Passage:
☆ ☆ ☆

Google, Boingo bring their free Wi-Fi experiment to mall rats

Google(s goog) and Boingo(s wifi) are building on their free Wi-Fi project in New York City, launching the advertising-paid access model in eight malls across the country. Though the project is still in its infancy, it represents a growing trend to make Wi-Fi a free and readily accessible resource, while depending on ad views to pay the bill.

Boingo and Google didn’t name the specific malls, saying only that at least four of them would be in San Francisco, Los Angeles, Tampa and Seattle. Google Offers will sponsor the service, meaning customers connecting to the hotspots with a smartphone, tablet or PC will encounter a welcome screen encouraging them to sign up for Google’s daily deal service. Regardless of whether customers sign up for the service or skip past the screen, they’ll get free, unrestricted access.

☆ ☆ ☆

Entries provided:

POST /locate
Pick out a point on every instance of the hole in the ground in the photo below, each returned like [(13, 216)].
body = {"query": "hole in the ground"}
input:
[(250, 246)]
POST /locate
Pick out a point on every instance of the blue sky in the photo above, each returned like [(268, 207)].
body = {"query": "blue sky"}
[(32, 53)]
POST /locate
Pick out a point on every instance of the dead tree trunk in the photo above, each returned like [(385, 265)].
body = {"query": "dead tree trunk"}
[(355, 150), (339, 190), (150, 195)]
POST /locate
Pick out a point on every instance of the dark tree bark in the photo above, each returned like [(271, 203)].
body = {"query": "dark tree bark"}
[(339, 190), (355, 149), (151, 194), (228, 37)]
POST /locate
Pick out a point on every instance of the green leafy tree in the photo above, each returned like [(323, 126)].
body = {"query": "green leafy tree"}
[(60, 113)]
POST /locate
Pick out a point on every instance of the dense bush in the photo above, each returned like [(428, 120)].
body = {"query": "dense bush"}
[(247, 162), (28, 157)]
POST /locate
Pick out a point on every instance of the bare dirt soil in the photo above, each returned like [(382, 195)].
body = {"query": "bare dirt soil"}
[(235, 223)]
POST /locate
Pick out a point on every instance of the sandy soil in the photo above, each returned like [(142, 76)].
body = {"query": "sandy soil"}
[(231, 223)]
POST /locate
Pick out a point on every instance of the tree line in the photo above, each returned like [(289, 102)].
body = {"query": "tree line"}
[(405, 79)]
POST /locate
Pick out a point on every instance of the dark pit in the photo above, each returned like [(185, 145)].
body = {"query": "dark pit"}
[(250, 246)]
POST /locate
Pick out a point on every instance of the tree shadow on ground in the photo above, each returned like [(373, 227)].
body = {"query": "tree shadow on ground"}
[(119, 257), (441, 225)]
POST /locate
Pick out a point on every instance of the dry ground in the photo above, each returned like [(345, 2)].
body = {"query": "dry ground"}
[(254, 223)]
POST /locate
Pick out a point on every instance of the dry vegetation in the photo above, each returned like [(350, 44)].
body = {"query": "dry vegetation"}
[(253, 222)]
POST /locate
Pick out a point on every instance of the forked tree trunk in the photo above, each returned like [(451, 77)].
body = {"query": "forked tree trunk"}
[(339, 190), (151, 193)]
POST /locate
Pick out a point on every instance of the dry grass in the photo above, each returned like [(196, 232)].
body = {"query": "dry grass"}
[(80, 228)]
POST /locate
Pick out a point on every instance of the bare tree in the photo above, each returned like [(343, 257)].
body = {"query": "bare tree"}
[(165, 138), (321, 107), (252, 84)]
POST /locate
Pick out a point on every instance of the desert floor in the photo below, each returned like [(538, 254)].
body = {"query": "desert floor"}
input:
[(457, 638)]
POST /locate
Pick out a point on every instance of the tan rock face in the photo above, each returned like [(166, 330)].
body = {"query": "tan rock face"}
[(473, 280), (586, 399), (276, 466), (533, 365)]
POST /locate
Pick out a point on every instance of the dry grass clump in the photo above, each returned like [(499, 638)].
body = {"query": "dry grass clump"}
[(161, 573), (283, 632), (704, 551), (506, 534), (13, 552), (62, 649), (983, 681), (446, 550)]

☆ ☆ ☆

Requests:
1. Rewrite the article about Google and Boingo's mall Wi-Fi from "Google, Boingo bring" up to and including "pay the bill.", swapping "malls" for "shopping centers".
2. Write the next part of the article on Google and Boingo's free Wi-Fi in malls, starting after its final sentence.

Set of answers:
1.
Google, Boingo bring their free Wi-Fi experiment to mall rats

Google(s goog) and Boingo(s wifi) are building on their free Wi-Fi project in New York City, launching the advertising-paid access model in eight shopping centers across the country. Though the project is still in its infancy, it represents a growing trend to make Wi-Fi a free and readily accessible resource, while depending on ad views to pay the bill.

2.
In New York, Google and Boingo have offered the promotion in six subway stations and 200 hotzones throughout Manhattan on a trial basis until Sept. 7. The two are also working together to offer discounted Wi-Fi access in sixteen airports. Google Offers will be selling a half-off 24-hour pass for Boingo’s global footprint, which customers can buy when they log into any of the airport networks.

Wi-Fi is already freely available from many restaurants, cafes, shops and other business that use the lure of free Internet to attract and retain customers (Boingo just signed a deal with the Wendy’s fast food chain to manage its free network), but at high-traffic locations with captive customers – airports, hotels, conference centers, etc. – paid Wi-Fi is still a big revenue generator.

A growing number of locales are trying to change up that business model, shifting the costs from consumers to advertisers. Boingo just bought Cloud Nine Media, a sponsored Wi-Fi deal broker. Another player in the public Wi-Fi space Advanced Wireless Group is starting to challenge Boingo’s dominance in U.S. airports, offering a multi-tiered Wi-Fi subscriptions ranging from free ad-supported access to paid prioritized access. It’s already cut deals with 15 U.S. airports.

In New York, the city is working with Van Wagner Communications to turn payphones into Wi-Fi hotspots that require users to visit the city’s tourism website to get access but could feature advertising in the future. Even AT&T(s t) is getting into the act, offering free video-ad supported access at Dallas Fort Worth International Airport.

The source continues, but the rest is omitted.